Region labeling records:
^^^^^^^^^^^^^^^^

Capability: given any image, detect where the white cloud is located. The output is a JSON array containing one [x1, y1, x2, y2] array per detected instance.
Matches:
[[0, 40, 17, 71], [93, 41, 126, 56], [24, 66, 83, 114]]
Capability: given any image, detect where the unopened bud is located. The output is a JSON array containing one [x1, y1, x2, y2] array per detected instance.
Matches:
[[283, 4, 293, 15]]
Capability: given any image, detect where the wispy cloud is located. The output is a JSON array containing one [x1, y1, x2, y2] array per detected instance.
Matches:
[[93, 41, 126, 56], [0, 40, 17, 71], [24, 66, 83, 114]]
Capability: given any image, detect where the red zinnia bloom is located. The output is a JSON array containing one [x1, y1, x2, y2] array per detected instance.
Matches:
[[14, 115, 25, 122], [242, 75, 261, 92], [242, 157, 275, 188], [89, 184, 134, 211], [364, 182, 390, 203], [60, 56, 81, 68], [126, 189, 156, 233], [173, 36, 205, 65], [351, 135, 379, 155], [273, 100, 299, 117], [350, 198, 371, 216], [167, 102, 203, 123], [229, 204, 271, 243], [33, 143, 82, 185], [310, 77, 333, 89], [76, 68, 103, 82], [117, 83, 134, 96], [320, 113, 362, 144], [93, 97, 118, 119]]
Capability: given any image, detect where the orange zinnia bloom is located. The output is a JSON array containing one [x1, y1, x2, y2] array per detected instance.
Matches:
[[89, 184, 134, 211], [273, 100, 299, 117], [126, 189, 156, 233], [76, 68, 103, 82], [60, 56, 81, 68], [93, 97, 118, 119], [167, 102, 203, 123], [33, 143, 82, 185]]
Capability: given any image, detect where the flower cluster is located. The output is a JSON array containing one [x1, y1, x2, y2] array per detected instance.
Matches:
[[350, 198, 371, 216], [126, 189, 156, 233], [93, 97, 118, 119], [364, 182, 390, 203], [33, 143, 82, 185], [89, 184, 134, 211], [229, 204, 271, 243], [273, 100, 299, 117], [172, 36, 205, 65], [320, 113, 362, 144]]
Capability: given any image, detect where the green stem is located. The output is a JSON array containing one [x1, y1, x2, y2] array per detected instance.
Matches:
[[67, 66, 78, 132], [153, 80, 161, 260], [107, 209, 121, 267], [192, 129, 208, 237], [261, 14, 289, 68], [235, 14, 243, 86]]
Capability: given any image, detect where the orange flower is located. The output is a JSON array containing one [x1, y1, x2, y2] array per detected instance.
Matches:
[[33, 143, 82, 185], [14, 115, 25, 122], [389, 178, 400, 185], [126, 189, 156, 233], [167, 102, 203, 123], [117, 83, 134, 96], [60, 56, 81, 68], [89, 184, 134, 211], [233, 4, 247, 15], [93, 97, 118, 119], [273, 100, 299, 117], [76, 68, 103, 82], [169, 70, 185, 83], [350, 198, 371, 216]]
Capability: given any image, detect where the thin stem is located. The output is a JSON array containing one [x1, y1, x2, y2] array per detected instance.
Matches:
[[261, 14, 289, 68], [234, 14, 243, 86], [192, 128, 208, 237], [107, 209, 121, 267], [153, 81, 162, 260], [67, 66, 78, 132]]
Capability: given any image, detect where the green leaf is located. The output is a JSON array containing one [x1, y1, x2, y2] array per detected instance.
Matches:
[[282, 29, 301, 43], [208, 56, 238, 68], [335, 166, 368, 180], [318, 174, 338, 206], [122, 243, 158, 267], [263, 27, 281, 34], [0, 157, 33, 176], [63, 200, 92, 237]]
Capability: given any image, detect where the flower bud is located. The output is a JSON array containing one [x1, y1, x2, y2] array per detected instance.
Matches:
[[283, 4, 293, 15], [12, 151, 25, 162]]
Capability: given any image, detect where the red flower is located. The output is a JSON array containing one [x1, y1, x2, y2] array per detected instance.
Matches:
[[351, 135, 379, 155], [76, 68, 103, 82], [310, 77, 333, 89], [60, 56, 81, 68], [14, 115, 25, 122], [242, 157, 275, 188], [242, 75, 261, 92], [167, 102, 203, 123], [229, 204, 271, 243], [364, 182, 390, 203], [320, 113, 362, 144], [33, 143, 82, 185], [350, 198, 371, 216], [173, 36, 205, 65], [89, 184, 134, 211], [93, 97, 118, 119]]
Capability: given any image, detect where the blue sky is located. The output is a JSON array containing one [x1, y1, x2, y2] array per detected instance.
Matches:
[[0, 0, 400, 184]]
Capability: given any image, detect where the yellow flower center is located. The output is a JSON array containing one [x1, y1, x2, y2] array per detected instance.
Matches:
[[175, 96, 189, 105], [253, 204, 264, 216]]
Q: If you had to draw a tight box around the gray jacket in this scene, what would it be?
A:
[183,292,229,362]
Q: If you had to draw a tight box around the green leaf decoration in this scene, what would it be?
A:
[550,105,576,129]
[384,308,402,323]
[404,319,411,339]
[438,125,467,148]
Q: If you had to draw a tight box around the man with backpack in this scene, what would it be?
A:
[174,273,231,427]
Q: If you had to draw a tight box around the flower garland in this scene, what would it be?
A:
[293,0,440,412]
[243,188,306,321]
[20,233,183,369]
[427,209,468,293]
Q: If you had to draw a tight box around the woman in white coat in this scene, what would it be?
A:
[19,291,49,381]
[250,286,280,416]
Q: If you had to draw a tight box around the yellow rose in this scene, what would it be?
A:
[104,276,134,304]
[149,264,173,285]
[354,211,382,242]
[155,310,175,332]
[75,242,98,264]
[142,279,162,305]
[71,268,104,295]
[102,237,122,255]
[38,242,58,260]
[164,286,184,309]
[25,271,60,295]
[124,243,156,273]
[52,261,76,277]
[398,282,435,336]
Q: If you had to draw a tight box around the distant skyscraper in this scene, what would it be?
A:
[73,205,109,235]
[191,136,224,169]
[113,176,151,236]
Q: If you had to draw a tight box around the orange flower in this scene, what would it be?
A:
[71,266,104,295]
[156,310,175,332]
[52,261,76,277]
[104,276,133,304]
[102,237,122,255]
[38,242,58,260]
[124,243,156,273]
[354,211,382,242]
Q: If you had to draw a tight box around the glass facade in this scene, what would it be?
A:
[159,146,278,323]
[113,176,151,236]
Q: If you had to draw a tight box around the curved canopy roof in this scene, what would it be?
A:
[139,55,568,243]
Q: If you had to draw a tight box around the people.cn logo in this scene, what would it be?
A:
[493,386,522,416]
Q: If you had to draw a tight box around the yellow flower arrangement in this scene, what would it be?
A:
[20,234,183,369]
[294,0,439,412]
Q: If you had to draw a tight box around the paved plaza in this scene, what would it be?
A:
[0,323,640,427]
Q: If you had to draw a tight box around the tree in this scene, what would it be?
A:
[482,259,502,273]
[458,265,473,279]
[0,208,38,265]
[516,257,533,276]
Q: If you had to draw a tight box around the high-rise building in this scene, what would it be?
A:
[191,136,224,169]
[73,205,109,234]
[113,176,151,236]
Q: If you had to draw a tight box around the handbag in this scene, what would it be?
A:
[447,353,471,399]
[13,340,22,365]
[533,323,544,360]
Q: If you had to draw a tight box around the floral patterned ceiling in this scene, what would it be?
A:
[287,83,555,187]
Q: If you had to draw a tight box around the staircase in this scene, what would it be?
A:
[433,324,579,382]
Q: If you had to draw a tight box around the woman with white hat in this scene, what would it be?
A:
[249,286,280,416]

^^^^^^^^^^^^^^^^

## TASK DESCRIPTION
Turn all of the region labeling records above into a Markdown table with the columns No. and Line, giving each line its own numbered row and leaving out blank lines.

## ANSWER TO THE PROBLEM
| No. | Line |
|---|---|
| 1 | Capability: given any image, detect where the white cloud is located. The output is a JSON array containing one [x1, y1, x2, y2] array per detected instance. |
| 2 | Matches: |
| 3 | [[0, 40, 17, 71], [93, 41, 126, 56], [24, 66, 83, 114]] |
| 4 | Capability: given any image, detect where the unopened bud is located. The output is a JSON array containing one [x1, y1, x2, y2] array per detected instance. |
| 5 | Matches: |
| 6 | [[283, 4, 293, 15]] |
| 7 | Capability: given any image, detect where the wispy cloud is located. The output is a JSON array containing one [x1, y1, x2, y2] array per detected instance. |
| 8 | Matches: |
| 9 | [[93, 41, 126, 56], [0, 40, 17, 71], [24, 66, 83, 114]] |
| 10 | Capability: given any image, detect where the red zinnia bloom is located. The output is a JSON array containing one [x1, y1, x2, y2] array per detected instance. |
| 11 | Matches: |
| 12 | [[14, 115, 25, 122], [242, 75, 261, 92], [242, 157, 275, 188], [89, 184, 134, 211], [364, 182, 390, 203], [60, 56, 81, 68], [126, 189, 156, 233], [173, 36, 205, 65], [351, 135, 379, 155], [273, 100, 299, 117], [350, 198, 371, 216], [167, 102, 203, 123], [229, 204, 271, 243], [33, 143, 82, 185], [310, 77, 333, 89], [76, 68, 103, 82], [117, 83, 134, 96], [320, 113, 362, 144], [93, 97, 118, 119]] |
| 13 | Capability: given any image, detect where the orange zinnia bloom is located. The output is a JSON array containing one [x1, y1, x2, y2] array per detected instance. |
| 14 | Matches: |
| 15 | [[89, 184, 134, 211], [273, 100, 299, 117], [126, 189, 156, 233], [76, 68, 103, 82], [60, 56, 81, 68], [93, 97, 118, 119], [167, 102, 203, 123], [33, 143, 82, 185]] |
| 16 | Capability: given any image, detect where the flower cluster is located. The output is a JSON array containing one [x1, y1, x2, y2] array per detected instance. |
| 17 | Matches: |
| 18 | [[350, 198, 371, 216], [126, 189, 156, 233], [93, 97, 118, 119], [364, 182, 390, 203], [33, 143, 82, 185], [89, 184, 134, 211], [229, 204, 271, 243], [273, 100, 299, 117], [172, 36, 205, 65], [320, 113, 362, 144]] |
| 19 | Capability: given any image, detect where the green stem is located. The output is a JSON array containing one [x1, y1, x2, y2] array per detected instance. |
| 20 | Matches: |
| 21 | [[67, 66, 78, 132], [153, 80, 161, 260], [107, 209, 121, 267], [192, 129, 208, 237], [261, 14, 289, 68], [235, 14, 243, 86]] |
| 22 | Capability: given any image, detect where the orange flower is located. The output is a JSON array containing one [x1, y1, x2, y2] array per detected instance. |
| 23 | Matches: |
| 24 | [[33, 143, 82, 185], [14, 115, 25, 122], [389, 178, 400, 185], [126, 189, 156, 233], [167, 102, 203, 123], [117, 83, 134, 96], [60, 56, 81, 68], [89, 184, 134, 211], [233, 4, 247, 15], [93, 97, 118, 119], [273, 100, 299, 117], [76, 68, 103, 82], [169, 70, 185, 83], [350, 198, 371, 216]] |
| 25 | Capability: given any image, detect where the thin stem is located. The output is a JSON array containing one [x1, y1, x2, y2] array per detected instance. |
| 26 | Matches: |
| 27 | [[261, 14, 289, 68], [234, 14, 243, 86], [192, 128, 208, 237], [107, 209, 121, 267], [153, 81, 162, 260], [67, 66, 78, 132]] |
| 28 | Capability: given any image, detect where the green leaf is located. The output is a JSON array containing one [x1, y1, x2, y2] array per detected instance. |
| 29 | Matches: |
| 30 | [[282, 29, 301, 43], [208, 56, 238, 68], [335, 166, 368, 180], [318, 174, 338, 206], [122, 243, 158, 267], [263, 27, 281, 34], [0, 157, 33, 176], [63, 200, 92, 237]] |
| 31 | Capability: given any image, detect where the flower bud is located. The output is a JSON array containing one [x1, y1, x2, y2] array per detected instance. |
| 32 | Matches: |
| 33 | [[283, 4, 293, 15], [12, 151, 25, 162]] |
| 34 | Capability: given any image, detect where the red flower is located. The output is a JSON array containing one [x1, y1, x2, y2] array per detected instance. |
| 35 | Matches: |
| 36 | [[351, 135, 379, 155], [76, 68, 103, 82], [310, 77, 333, 89], [60, 56, 81, 68], [14, 115, 25, 122], [242, 157, 275, 188], [242, 75, 261, 92], [167, 102, 203, 123], [229, 204, 271, 243], [364, 182, 390, 203], [320, 113, 362, 144], [33, 143, 82, 185], [350, 198, 371, 216], [173, 36, 205, 65], [89, 184, 134, 211], [93, 97, 118, 119]] |
| 37 | Capability: given any image, detect where the blue sky is located. The output is a JSON array containing one [x1, y1, x2, y2] array per detected instance. |
| 38 | Matches: |
| 39 | [[0, 0, 400, 184]] |
| 40 | Capability: given any image, detect where the yellow flower center is located. The output is a JSON array containing one [x1, y1, x2, y2] array per detected instance. |
| 41 | Matches: |
| 42 | [[175, 96, 189, 105], [253, 204, 264, 216]] |
| 43 | Q: If you had to draw a tight box around the gray jacket in this scene, what would it be? |
| 44 | A: |
| 45 | [183,292,229,362] |
| 46 | Q: If you had to draw a tight box around the green leaf decoration in this scene, what would it be? |
| 47 | A: |
| 48 | [550,105,576,129] |
| 49 | [384,308,402,323] |
| 50 | [404,319,411,339] |
| 51 | [438,125,467,148] |
| 52 | Q: If you had to draw a tight box around the man with backpack in this scene, what would it be? |
| 53 | A: |
| 54 | [174,273,231,427] |
| 55 | Q: If you had to draw a tight box around the flower garland in this scene, what would it be? |
| 56 | A: |
| 57 | [293,0,440,412] |
| 58 | [243,188,306,321] |
| 59 | [20,233,183,369] |
| 60 | [427,209,468,293] |
| 61 | Q: If you had to draw a tight box around the woman in white coat in this scene, what would it be? |
| 62 | A: |
| 63 | [19,291,49,381] |
| 64 | [250,286,280,416] |
| 65 | Q: If you had to draw a tight box around the yellow rose in this scene, what would it be? |
| 66 | A: |
| 67 | [104,276,134,304] |
| 68 | [149,264,173,285] |
| 69 | [354,211,382,242] |
| 70 | [155,310,175,332] |
| 71 | [75,242,98,264] |
| 72 | [142,279,162,305] |
| 73 | [71,268,104,295] |
| 74 | [102,237,122,255] |
| 75 | [38,242,58,260] |
| 76 | [164,286,184,309] |
| 77 | [25,271,60,295] |
| 78 | [124,243,156,273] |
| 79 | [52,261,76,277] |
| 80 | [398,282,435,336] |
| 81 | Q: If you had to draw a tight box around the distant skyscraper in this scene, what would it be? |
| 82 | A: |
| 83 | [73,205,109,235] |
| 84 | [191,136,224,169] |
| 85 | [113,176,151,236] |
| 86 | Q: If you had to draw a tight box around the orange flower in this scene, what would it be? |
| 87 | A: |
| 88 | [71,266,104,295] |
| 89 | [156,310,175,332] |
| 90 | [52,261,76,277] |
| 91 | [104,276,133,304] |
| 92 | [102,237,122,255] |
| 93 | [38,242,58,260] |
| 94 | [124,243,156,273] |
| 95 | [354,211,382,242] |
| 96 | Q: If you had to draw a tight box around the glass facade in this scene, what would it be? |
| 97 | A: |
| 98 | [159,146,278,323] |
| 99 | [113,176,151,236] |
| 100 | Q: If you had to draw a tight box around the curved canopy roof in this scene, what would it be? |
| 101 | A: |
| 102 | [139,55,568,243] |
| 103 | Q: If you had to draw a tight box around the people.cn logo in this scene, what would it be? |
| 104 | A: |
| 105 | [493,386,522,416] |
| 106 | Q: If you had to draw a tight box around the yellow flower arrangement in this scene, what would it be? |
| 107 | A: |
| 108 | [20,234,183,369] |
| 109 | [294,0,439,412] |
| 110 | Q: If you had to draw a tight box around the paved plaza in this scene, what would it be? |
| 111 | A: |
| 112 | [0,323,640,427] |
| 113 | Q: If you had to draw a tight box around the tree in this scene, what would it be? |
| 114 | A: |
| 115 | [482,259,502,273] |
| 116 | [458,265,473,279] |
| 117 | [0,208,38,265] |
| 118 | [516,257,533,276] |
| 119 | Q: If you had to draw a tight box around the high-rise building in this scene, what would it be? |
| 120 | A: |
| 121 | [191,136,224,169] |
| 122 | [73,205,109,234] |
| 123 | [113,176,151,236] |
| 124 | Q: If you had to draw a tight box around the handbag in this scene, what would it be? |
| 125 | A: |
| 126 | [447,353,471,399] |
| 127 | [13,340,22,365] |
| 128 | [533,323,544,360] |
| 129 | Q: If you had to draw a tight box around the floral patterned ceiling in this scene, what would it be? |
| 130 | A: |
| 131 | [287,83,555,187] |
| 132 | Q: If you had to draw a tight box around the staircase in this scene, what would it be? |
| 133 | A: |
| 134 | [433,324,579,382] |
| 135 | Q: If you had to draw a tight box around the woman with white hat in this scene, what would it be? |
| 136 | A: |
| 137 | [249,286,280,416] |